The task — Pull out every line in the records below that contains the string "post". Case counts.

Material provided —
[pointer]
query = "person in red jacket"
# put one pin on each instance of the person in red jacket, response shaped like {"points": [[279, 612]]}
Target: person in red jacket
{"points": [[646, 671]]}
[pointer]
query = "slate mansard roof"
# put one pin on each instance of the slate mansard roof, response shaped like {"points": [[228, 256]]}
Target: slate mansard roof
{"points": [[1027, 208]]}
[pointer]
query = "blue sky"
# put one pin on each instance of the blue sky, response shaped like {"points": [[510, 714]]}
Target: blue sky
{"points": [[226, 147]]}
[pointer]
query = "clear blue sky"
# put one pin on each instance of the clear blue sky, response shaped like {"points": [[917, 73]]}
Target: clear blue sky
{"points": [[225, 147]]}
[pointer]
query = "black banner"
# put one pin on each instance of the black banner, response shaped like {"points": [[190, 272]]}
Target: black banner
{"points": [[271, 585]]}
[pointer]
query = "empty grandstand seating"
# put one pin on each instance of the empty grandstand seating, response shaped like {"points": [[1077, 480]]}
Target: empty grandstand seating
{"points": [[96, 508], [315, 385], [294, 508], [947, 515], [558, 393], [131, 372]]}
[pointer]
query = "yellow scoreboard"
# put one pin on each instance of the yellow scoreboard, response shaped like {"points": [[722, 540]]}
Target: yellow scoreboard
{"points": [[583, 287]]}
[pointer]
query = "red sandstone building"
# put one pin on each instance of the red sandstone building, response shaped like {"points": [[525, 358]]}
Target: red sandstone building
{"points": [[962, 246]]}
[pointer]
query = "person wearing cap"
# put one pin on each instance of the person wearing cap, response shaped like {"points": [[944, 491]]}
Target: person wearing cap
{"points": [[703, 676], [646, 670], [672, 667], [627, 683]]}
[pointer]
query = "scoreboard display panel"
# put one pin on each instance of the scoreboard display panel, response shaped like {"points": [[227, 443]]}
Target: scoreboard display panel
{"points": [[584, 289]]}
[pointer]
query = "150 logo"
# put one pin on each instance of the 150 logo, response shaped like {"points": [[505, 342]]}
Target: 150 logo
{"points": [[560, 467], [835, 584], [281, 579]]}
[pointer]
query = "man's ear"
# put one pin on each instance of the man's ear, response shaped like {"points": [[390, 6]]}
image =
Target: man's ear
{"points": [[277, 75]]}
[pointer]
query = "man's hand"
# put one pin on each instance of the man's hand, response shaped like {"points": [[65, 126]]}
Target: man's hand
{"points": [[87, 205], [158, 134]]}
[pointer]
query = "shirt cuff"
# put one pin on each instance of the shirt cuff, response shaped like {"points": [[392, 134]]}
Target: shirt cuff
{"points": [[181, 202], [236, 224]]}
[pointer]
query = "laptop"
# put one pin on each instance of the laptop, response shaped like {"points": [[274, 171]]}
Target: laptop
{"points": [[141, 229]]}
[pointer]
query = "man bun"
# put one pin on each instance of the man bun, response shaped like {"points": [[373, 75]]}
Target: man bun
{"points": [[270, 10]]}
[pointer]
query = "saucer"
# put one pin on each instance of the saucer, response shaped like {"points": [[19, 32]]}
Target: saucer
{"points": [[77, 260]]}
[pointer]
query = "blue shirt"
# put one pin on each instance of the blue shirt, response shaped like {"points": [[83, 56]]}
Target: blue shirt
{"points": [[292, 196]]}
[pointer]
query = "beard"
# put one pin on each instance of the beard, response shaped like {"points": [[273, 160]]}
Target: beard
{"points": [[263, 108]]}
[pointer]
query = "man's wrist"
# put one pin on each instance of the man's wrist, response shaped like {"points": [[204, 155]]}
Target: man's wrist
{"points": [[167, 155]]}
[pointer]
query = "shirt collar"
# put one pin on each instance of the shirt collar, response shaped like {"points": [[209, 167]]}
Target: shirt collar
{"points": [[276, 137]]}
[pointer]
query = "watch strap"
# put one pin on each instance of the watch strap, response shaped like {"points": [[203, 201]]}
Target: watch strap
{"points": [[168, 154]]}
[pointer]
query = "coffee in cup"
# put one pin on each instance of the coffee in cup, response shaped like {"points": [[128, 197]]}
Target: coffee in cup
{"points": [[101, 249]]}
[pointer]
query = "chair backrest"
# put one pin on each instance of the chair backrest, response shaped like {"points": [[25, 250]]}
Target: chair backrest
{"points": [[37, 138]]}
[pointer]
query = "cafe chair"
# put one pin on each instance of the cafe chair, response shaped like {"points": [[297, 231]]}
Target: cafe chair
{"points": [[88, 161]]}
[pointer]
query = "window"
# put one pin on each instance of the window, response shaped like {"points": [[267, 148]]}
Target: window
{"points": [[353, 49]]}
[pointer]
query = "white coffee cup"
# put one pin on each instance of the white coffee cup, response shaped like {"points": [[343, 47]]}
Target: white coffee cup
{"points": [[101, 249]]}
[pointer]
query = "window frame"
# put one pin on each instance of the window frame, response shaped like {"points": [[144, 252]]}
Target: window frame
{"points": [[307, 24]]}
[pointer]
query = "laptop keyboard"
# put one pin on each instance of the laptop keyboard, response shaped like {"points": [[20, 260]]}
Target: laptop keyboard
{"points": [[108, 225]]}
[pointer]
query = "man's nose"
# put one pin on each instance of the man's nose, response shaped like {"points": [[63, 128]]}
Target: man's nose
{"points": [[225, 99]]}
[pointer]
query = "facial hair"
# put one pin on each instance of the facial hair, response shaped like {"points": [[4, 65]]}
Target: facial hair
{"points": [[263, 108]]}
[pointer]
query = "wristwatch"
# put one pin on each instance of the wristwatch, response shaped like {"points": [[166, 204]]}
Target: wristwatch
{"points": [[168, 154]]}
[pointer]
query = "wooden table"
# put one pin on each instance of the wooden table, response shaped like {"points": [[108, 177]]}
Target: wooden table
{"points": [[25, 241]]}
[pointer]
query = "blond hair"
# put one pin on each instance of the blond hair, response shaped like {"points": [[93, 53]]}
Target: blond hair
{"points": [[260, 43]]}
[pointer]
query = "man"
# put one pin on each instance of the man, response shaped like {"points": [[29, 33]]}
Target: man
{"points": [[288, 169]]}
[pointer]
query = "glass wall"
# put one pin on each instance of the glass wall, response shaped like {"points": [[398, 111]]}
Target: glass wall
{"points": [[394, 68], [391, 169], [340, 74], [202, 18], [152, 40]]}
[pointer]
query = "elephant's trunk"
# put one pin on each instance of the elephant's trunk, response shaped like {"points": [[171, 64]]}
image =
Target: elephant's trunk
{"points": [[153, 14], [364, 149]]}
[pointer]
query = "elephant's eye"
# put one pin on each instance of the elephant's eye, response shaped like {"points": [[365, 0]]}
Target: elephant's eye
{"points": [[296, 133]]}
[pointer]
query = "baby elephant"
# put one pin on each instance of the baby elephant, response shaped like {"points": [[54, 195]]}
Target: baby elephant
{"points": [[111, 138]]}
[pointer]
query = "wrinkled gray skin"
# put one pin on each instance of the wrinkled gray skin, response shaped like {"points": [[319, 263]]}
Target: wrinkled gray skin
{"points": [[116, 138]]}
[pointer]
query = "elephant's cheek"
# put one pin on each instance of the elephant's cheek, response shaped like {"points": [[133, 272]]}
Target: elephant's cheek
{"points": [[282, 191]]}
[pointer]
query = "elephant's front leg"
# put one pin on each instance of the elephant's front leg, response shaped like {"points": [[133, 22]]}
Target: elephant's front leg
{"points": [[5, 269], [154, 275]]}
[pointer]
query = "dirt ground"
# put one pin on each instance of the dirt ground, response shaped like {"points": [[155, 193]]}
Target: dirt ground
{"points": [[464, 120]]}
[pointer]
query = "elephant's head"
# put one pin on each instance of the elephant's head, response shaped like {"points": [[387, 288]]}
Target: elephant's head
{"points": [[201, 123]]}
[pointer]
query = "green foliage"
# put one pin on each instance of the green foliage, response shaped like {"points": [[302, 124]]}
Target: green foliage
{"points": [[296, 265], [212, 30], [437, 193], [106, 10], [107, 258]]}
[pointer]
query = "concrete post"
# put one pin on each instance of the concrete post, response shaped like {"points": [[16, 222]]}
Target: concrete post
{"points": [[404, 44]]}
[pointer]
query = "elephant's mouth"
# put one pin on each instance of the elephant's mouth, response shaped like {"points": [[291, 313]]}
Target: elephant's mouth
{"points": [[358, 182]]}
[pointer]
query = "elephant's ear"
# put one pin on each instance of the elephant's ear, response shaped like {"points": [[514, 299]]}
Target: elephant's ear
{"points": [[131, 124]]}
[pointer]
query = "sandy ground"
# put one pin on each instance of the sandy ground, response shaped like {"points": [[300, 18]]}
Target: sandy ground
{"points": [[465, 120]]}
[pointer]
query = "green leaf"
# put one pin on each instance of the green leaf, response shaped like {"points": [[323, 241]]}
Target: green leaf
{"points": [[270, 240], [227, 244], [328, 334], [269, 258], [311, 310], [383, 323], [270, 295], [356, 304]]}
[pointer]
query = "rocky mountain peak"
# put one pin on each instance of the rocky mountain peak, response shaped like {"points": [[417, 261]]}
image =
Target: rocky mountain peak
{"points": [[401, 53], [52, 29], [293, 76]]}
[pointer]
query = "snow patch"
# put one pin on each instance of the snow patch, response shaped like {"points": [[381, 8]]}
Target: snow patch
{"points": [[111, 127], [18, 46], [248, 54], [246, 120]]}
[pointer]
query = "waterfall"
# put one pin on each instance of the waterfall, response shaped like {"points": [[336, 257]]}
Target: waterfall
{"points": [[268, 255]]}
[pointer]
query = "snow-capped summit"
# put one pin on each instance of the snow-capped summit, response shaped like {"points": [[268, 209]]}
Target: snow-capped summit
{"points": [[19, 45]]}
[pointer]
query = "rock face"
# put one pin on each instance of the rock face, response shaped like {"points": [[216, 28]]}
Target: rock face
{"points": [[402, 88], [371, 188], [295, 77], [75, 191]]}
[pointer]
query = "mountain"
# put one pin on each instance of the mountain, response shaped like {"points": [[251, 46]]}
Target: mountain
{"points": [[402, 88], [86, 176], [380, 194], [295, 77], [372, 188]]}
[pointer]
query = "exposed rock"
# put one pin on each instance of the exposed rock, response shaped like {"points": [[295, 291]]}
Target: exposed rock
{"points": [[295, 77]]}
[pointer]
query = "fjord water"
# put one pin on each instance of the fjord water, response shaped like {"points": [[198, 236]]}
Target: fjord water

Answer —
query = "concrete post"
# put one pin on each instance of the concrete post, response shaped like {"points": [[16, 222]]}
Target: concrete post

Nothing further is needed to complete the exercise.